◆ Text provided:
|---|

Make Do, Reuse, Recycle

For years, we’ve had this old lounge chair sitting in the back of the garage. It came with the house, so it’s at least 20 years old. The metal frame is in good condition, but the vinyl straps are broken. I kept it around with the vague idea of restrapping it – but when I finally got around to looking into it, I discovered that it’s a really difficult job, especially with the type of frame we have. And it certainly wouldn’t be cost-effective to take it anywhere to have it done. But I hated the idea of throwing it out, since the frame is much better than most of what you can buy today.


Then I had the bright idea to put wood slats on it. (Well, to have DH do it.) I have a cushion for it, so it wouldn’t really matter if it looked a little odd, as long as it was functional. And if it was a failure, it could just go out with the annual neighborhood cleanup next month. He had some scrap cedar fencing in the garage, so tried attaching a couple of pieces to see how it worked.


Not bad! So he picked up a couple more pieces of wood, and ta-da!

|---|

◆ Supplied records:
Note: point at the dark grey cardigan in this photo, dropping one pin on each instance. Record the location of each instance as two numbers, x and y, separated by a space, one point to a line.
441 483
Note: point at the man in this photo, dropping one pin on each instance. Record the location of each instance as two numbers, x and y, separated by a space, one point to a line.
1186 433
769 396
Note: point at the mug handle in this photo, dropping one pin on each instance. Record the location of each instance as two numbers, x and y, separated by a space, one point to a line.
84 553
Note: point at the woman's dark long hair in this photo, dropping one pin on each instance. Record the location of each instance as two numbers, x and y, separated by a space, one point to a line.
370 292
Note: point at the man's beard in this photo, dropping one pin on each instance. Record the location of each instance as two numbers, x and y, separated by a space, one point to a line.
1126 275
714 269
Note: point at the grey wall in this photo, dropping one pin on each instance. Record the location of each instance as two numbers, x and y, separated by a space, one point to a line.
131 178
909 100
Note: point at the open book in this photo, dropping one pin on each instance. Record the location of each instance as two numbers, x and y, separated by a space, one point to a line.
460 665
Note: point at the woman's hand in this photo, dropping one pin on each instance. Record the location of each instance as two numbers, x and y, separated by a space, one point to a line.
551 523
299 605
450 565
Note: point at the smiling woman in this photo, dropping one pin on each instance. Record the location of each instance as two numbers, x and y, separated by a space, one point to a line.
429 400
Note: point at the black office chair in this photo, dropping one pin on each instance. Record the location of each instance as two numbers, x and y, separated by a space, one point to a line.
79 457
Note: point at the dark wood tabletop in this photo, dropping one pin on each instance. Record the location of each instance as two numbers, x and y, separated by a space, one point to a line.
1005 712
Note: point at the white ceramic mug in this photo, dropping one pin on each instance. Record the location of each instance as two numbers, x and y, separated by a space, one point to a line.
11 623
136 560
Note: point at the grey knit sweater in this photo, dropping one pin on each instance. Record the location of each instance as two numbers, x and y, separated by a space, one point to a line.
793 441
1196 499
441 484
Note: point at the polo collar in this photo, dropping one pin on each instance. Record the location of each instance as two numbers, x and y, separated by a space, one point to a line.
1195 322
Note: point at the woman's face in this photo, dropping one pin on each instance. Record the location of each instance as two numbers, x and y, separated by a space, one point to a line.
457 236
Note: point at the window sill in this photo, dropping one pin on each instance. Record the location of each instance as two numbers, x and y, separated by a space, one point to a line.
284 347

|---|

◆ Tasks to complete:
1. In the lounge chair post, what material were the broken straps on the chair made of?
2. According to the lounge chair post, why was the writer reluctant to throw the chair out?
3. Copy the lounge chair post word for word from "Then I had the" to "wood, and ta-da!".

◆ Final results:
1. Vinyl.

2. The chair's metal frame was still in good condition and, in the writer's view, much better than most of what you can buy today. Restrapping it turned out to be a difficult job, and having it done elsewhere wouldn't have been cost-effective. Discarding such a good frame still felt wasteful.

3.
Then I had the bright idea to put wood slats on it. (Well, to have DH do it.) I have a cushion for it, so it wouldn’t really matter if it looked a little odd, as long as it was functional. And if it was a failure, it could just go out with the annual neighborhood cleanup next month. He had some scrap cedar fencing in the garage, so tried attaching a couple of pieces to see how it worked.


Not bad! So he picked up a couple more pieces of wood, and ta-da!